Banner Image: The Framemakers’ Workshop. Anonymous, German, c.1900.
A memoir is not an autobiography. A memoir can be one volume or many, can start anywhere, go anywhere, pick up any strand of a life-story and give it to the reader along with whatever mood and state of mind the author is in. The author you meet in one volume may not seem the same as the one you meet in another. I have given this whole project the title “Outside the Frame” to reflect the way each part of my life has been lived as if it was a different “picture” none of which fit the expectations of someone like me at that time.
I thought I had to start at the beginning. But where is the beginning? How far back do you go? Should you start before you are born, or when you come into consciousness, or after you get a job or become famous, or later on when you fail and decide life is horribly disappointing? Should life be divided into chunks: this is what happened when I went to University, this is what it was like when I lived on a commune, this is what happened when I left my husband … and so on … sounds boring already.
Many writers begin their memoirs by writing about the death of a parent. When your last parent is gone there is no-one left to know you as you were, to criticise you or be disappointed in you for what you failed to do or did not become, or to praise you uncritically and behave inappropriately at parties. I realise now, without intending to, I had begun my memoirs project in the same way.
It doesn’t matter when or how these memoirs get published, which is also a great freedom. If none of them see the light of day before I die, they will be already written and edited and ready to publish and my literary executor will take care of it one way or another.
And it doesn’t matter how many volumes of them there one. One, three, more … no pressure!
The first volume, Regret Horizon, is about the year my mother Isabelle Arnold and my first husband Peter Hamilton both died, 2008. I wrote a little of it while my mother was in the final throes of her difficult exit, aged 93. In the photo below, she was so young and glamorous, at art school at East Sydney Tech. I’m so glad I didn’t try to publish this first volume quickly because the next few years somehow changed the story and it has been edited and re-edited. Knausgaard made me realise how much more careful I had to be when speaking of others. It’s almost ready to be published. Thanks to Jordan Cantelo for permission to use his wonderful photograph Ocean Horizon as the cover image. Visit Jordan at http://jordancantelo.com/
Distant Early Warning (Volume 2) is about my family origins and my life up to when I was about to start at Sydney University, at the age of seventeen. My son Daniel and my granddaughter Lily have read it. Dan suggested some corrections. Lily liked it. Now with hindsight (and a lot more insight) it is waiting for a re-edit.
Another book in preparation is about a brief time in the Southern Highlands of Papua New Guinea with my second partner and two young children in 1973. The first few chapters have been written, as well as a long section which will be a kind of intervention at the end of the book, an extended meditation on the role of one of the book’s seemingly minor characters who in fact has loomed large throughout my life.

[PROVIDED RECORDS]
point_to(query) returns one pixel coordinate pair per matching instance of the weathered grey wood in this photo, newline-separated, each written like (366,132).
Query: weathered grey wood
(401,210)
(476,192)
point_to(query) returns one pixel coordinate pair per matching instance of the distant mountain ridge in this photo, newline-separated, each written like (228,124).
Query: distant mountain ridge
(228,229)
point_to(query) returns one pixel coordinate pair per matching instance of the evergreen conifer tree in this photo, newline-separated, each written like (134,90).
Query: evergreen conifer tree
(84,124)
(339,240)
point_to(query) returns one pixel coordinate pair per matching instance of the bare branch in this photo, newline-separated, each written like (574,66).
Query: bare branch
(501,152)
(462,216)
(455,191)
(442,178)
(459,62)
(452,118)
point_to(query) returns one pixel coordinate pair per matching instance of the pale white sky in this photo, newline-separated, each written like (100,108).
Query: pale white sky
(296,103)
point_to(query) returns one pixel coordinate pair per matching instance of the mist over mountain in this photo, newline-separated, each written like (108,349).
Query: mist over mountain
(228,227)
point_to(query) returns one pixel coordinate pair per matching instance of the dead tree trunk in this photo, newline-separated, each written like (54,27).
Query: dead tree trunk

==

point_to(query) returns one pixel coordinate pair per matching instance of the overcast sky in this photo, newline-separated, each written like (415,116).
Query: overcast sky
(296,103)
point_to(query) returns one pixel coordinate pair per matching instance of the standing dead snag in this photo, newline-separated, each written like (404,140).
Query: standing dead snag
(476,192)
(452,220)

[WHAT YOU HAVE TO DO] Continue the page about the "Outside the Frame" memoir project, picking up after its final sentence.

[EXERCISE OUTPUT]
What’s missing? I don’t know if any other segments of my life deserve a “memoir” of their own. There are so many possibilities. I am using a lot of material now in fictionalised form in several other projects. From 1962 until 1970 I was a student at Sydney University, first an undergraduate who thought she was going to be a writer, later a postgraduate who turned into an anthropologist. This was the era of The Sydney Push, of early steps in the recognition of the Aboriginal presence in Australia and a time when I married a man twenty years older than myself, had two children, and did field work in Arnhem Land and Central Australia.
At the end of that I was thoroughly confused and miserable. I lost all confidence in anthropology and the formal structures of academic life, came back to Sydney, left my husband and went to live on a commune in Kurrajong just outside Sydney for over a year, until I met my second partner which is where Volume Three takes off. The Kurrajong period could be another volume. It was when the alternative society, the counter-culture and communal living emerged, a time of exploration, Eastern religions, food fads and drug-taking – the forerunner of so much of our contemporary popular culture. And of course there’s so much more after that but I don’t think there will be enough life left to me to write it. Time is speeding by, things are suddenly upended, people you thought you could depend on get sick of you, you get sick, then there is a pandemic and you start to live like a hermit and forget almost entirely the person you thought you were.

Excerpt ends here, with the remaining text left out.